Study text:
* * * *

VEP results through the educational activities of Crow Canyon Archaeological Center and through exhibits and other interpretive materials developed for museums and units of the National Park Service and US Forest Service.

Martin Sites Relocation Project

Archaeologist Paul Sidney Martin (1898 - 1974) stands as one of the pillars in the development of North American archaeological knowledge, method, and theory. During a 43-year career at the Field Museum in Chicago, Martin excavated many significant archaeological sites, including Lowry Ruin in Colorado, Tularosa Cave in New Mexico, and Carter Ranch Pueblo in Arizona. Martin's legacy is unfortunately tarnished by three facts. First, he failed to catalog 570,000 of the 605,000 (ca. 95%) artifacts he collected. Second, he failed to publish anything on more than half (38 of 72) of the sites he excavated.  Third, he failed to record the sites he excavated with appropriate state and federal authorities. Dr. Steve Nash of the Denver Museum of Nature & Science has been trying to resolve these issues since 1997.  

Between 1997 and 1999, Dr. Nash catalogued the Martin collection while serving as a post-doctoral research specialist at the Field Museum. Between 1999 and 2009, he prepared finding aides to the collections from all 70 of the Martin-excavated sites, and these finding aides are now on file in the Department of Anthropology at the Field Museum.  Since 2008, he has directed the Martin Sites Recording Project, a systematic effort to relocate, re-record, and properly register with appropriate authorities, the sites that Martin excavated. These efforts have been funded by the National Science Foundation (grant no. SBR-9710181), the Southwestern Foundation, the Denver Museum of Nature & Science, and the Field Museum.

TREE-RING ANALYSIS AT THE SNOWMASTODON PROJECT SITE

During the 2010 excavation of the Snowmastodon Project site, scientists from the Denver Museum of Nature & Science recovered dozens of remarkably well preserved logs, branches, and other wood remnants.  On May 5, 2011, tree-ring scientists Peter Brown, PhD, Rocky Mountain Tree-Ring Research, and Jeffrey Lukas, PhD, National Oceanic and Atmospheric Administration, visited the Museum to cut sections of the wood and to begin preparing them for detailed study.

Based on their preliminary analysis, Brown and Lukas noticed that many of the recovered logs, despite their strange shapes, appeared to be from whole-log cross-sections that simply got squished through time.

* * * *

Activities:
1. From the passage on the museum research projects, list every organization named as funding Dr. Nash's efforts.
2. Continue the passage on the museum research projects, starting after its last sentence.
The rows that follow have no connection to the passage on the museum research projects.

Record excerpts:
* * * *

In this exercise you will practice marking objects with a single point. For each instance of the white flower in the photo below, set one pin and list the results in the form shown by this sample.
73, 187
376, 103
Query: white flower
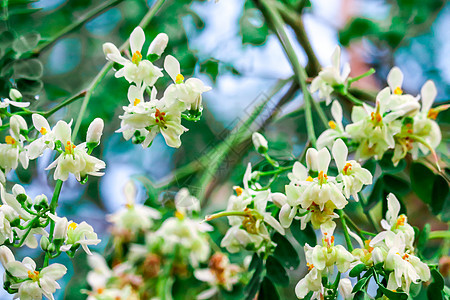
352, 175
336, 129
137, 70
189, 92
35, 284
345, 289
74, 159
374, 128
406, 268
133, 217
324, 257
395, 223
46, 141
321, 190
407, 104
158, 45
95, 131
331, 77
186, 233
150, 118
425, 125
311, 282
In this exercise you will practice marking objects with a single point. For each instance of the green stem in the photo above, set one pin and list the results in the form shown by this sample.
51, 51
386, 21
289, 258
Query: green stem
108, 66
85, 18
368, 73
344, 226
53, 205
363, 202
443, 234
272, 16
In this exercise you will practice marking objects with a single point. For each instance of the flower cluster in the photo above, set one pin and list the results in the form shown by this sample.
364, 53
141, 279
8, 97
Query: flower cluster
248, 218
313, 195
398, 122
143, 120
22, 219
176, 247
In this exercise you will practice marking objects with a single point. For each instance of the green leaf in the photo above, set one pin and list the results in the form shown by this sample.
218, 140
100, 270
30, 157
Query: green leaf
29, 87
376, 195
434, 291
26, 42
285, 252
357, 270
303, 236
29, 69
423, 237
6, 39
388, 293
422, 181
395, 184
211, 68
361, 295
255, 282
268, 290
253, 27
439, 194
388, 167
276, 272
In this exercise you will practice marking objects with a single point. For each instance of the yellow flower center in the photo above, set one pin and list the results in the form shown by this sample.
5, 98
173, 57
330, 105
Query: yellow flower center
69, 147
179, 79
137, 57
73, 226
347, 168
398, 91
33, 275
432, 114
401, 220
10, 140
322, 177
332, 124
179, 215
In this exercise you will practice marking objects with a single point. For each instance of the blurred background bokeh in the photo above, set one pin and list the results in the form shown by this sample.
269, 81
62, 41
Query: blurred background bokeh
228, 45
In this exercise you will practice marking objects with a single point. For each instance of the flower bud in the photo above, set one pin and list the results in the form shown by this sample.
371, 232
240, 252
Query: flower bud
259, 142
345, 288
17, 123
6, 256
44, 243
61, 228
15, 95
110, 48
95, 131
158, 45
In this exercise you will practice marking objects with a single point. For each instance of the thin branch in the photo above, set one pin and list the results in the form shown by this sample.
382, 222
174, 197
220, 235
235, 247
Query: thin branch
85, 18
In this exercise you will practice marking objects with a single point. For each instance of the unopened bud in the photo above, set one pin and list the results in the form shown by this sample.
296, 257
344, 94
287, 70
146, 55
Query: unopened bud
157, 46
61, 228
110, 48
17, 123
44, 243
6, 256
345, 288
15, 95
260, 142
95, 131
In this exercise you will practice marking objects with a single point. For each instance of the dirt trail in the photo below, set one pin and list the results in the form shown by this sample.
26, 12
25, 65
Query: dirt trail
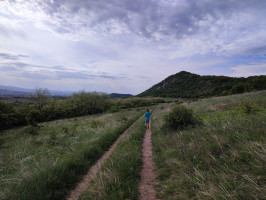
84, 184
146, 189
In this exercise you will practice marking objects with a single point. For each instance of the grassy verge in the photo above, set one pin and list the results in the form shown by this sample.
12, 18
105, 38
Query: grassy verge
120, 175
47, 165
224, 158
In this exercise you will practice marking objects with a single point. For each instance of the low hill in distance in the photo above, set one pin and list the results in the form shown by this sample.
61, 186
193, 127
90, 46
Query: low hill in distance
189, 85
117, 95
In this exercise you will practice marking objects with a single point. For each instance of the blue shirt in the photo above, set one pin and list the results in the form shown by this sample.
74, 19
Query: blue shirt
148, 115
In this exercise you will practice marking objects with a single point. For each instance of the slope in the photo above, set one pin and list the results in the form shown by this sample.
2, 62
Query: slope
188, 85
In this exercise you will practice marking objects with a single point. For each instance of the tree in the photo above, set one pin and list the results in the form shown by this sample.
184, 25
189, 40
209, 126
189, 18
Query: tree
41, 97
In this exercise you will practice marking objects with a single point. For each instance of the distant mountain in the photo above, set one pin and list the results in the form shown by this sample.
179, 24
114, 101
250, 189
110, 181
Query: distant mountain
116, 95
188, 85
10, 91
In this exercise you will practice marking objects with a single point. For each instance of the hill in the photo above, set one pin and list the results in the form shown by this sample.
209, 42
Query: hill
189, 85
116, 95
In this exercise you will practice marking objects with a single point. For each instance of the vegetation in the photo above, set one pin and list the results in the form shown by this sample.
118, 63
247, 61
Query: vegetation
188, 85
117, 95
224, 158
41, 107
46, 161
179, 117
120, 176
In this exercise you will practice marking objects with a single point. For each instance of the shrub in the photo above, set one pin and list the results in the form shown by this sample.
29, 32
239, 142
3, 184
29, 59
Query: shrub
32, 130
33, 117
179, 117
248, 108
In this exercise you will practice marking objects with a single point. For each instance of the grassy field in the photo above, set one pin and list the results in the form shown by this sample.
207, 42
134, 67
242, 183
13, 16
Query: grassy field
120, 176
222, 158
46, 163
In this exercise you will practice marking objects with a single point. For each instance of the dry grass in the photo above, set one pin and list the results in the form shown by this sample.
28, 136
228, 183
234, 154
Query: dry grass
24, 156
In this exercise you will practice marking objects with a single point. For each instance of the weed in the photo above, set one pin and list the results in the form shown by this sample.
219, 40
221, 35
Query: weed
120, 175
179, 117
32, 130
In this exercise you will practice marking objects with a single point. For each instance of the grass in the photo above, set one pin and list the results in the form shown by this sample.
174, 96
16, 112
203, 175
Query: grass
223, 158
48, 164
120, 175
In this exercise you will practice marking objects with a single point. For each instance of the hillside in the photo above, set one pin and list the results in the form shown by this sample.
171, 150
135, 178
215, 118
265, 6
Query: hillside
188, 85
117, 95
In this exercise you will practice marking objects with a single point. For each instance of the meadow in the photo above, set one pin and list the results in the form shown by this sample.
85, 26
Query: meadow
48, 163
119, 177
223, 157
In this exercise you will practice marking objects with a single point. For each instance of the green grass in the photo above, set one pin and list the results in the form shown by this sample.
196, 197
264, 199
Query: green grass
47, 165
223, 158
120, 175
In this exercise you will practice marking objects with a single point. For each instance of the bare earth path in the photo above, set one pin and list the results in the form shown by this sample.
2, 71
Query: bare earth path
146, 189
84, 184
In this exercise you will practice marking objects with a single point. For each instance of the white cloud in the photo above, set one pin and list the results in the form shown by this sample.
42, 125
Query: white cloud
249, 70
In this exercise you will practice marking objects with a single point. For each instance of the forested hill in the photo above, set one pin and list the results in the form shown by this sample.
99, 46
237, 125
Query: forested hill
188, 85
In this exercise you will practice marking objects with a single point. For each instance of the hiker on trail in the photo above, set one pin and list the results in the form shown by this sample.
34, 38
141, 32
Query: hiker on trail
147, 118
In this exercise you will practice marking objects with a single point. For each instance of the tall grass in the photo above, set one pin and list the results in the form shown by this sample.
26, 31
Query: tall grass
120, 176
224, 158
47, 165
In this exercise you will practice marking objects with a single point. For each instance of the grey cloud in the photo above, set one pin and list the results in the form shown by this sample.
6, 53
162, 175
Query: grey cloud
8, 56
148, 17
51, 73
255, 50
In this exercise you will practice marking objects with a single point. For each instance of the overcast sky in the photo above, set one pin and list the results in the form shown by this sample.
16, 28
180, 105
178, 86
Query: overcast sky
127, 46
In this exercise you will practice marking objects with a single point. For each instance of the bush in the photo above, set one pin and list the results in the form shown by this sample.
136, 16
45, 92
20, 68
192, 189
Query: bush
32, 130
248, 108
33, 117
95, 123
179, 117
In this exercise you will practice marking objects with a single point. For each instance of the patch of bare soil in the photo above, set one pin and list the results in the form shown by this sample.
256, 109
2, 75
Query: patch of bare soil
84, 184
146, 189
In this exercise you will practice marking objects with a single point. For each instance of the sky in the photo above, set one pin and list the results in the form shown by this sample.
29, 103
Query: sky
127, 46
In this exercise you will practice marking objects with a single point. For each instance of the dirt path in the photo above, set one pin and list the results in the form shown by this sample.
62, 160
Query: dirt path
146, 189
84, 184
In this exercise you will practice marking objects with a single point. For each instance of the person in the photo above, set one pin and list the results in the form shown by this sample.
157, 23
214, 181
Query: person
147, 118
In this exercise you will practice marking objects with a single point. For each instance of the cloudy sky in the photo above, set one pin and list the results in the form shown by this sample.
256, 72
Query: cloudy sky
127, 46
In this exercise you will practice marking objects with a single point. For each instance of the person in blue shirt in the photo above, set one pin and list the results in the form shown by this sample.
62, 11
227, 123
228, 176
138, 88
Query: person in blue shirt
147, 118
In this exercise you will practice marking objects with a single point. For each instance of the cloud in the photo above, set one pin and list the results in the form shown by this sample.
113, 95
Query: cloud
249, 70
26, 70
8, 56
94, 42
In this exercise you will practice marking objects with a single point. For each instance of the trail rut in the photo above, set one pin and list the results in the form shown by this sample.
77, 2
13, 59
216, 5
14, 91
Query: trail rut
84, 184
146, 189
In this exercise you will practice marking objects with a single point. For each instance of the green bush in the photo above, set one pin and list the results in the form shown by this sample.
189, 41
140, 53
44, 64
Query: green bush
248, 108
95, 123
32, 130
33, 117
179, 117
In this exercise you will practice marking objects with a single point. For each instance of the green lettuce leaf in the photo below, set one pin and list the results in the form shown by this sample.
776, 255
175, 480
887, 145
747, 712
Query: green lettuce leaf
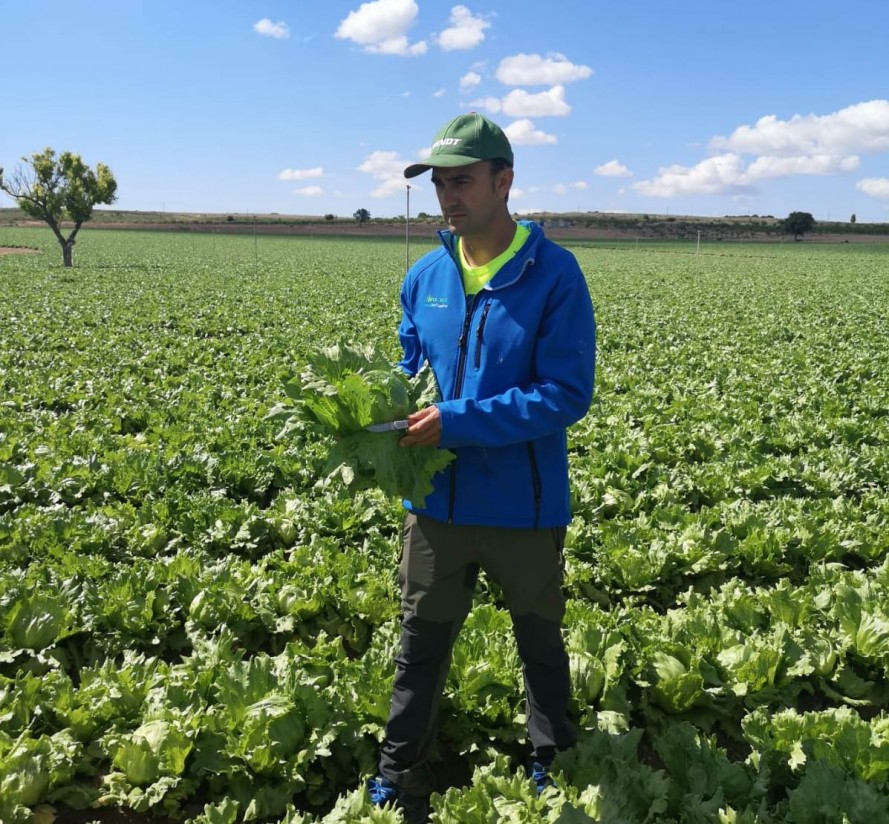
346, 387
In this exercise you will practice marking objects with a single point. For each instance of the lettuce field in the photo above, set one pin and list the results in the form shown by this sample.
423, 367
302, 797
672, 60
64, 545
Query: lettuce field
196, 625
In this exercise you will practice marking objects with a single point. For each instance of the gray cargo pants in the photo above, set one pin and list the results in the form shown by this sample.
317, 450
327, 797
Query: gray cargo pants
438, 571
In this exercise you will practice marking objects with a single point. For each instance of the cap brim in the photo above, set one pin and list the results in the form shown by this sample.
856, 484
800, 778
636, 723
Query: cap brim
444, 162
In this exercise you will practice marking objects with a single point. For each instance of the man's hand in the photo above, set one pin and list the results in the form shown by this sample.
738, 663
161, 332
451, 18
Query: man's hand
424, 428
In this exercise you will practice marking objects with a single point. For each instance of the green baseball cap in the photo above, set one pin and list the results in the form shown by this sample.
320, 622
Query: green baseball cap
466, 139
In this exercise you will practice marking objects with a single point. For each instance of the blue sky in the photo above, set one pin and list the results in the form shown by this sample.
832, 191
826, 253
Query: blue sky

* * * *

Numbered answers:
1. National Science Foundation, Southwestern Foundation, Denver Museum of Nature & Science, Field Museum

2.
"That means that the ring sequences extend around the entire circumference, and we might get 'dates' of death for the tree," said Dr. Steve Nash, curator of archaeology.

Also, Brown and Lukas noticed that there are many different kinds of beetle galleries on the wood specimens. They spoke with Frank Krell, PhD, curator of entomology at the Museum, who said that with the information available, they should be able to determine which species of beetle made those galleries tens of thousands of years ago.

Finally, Brown believes that some of the wood samples have either forest fire or avalanche scars on them.

"If this is the case, we might be able to determine how common fires and avalanches were when these trees got submerged in the lake," said Nash.

The Snowmass Village excavation team goes back into the field this May. They will collect more wood and branches during the six-week long excavation, while Brown, Lukas, and Nash continue their analysis and put together more pieces of the puzzle that will help describe what this ancient ecosystem might have looked like.

The Konovalenko Project

The Denver Museum of Nature & Science has twenty Konovalenko sculptures on public display. There may be up to forty other Konovalenko sculptures in public and private collections around the globe. The Konovalenko Project seeks to obtain high quality photographs, as well as detailed historical, interpretive, and contextual information, on each one of these remarkable sculptures in order to produce a publishable synthesis of the entire body of work. To date, we have photographs of all twenty-seven sculptures in North America, and our sights are now set on collections in Europe and Russia.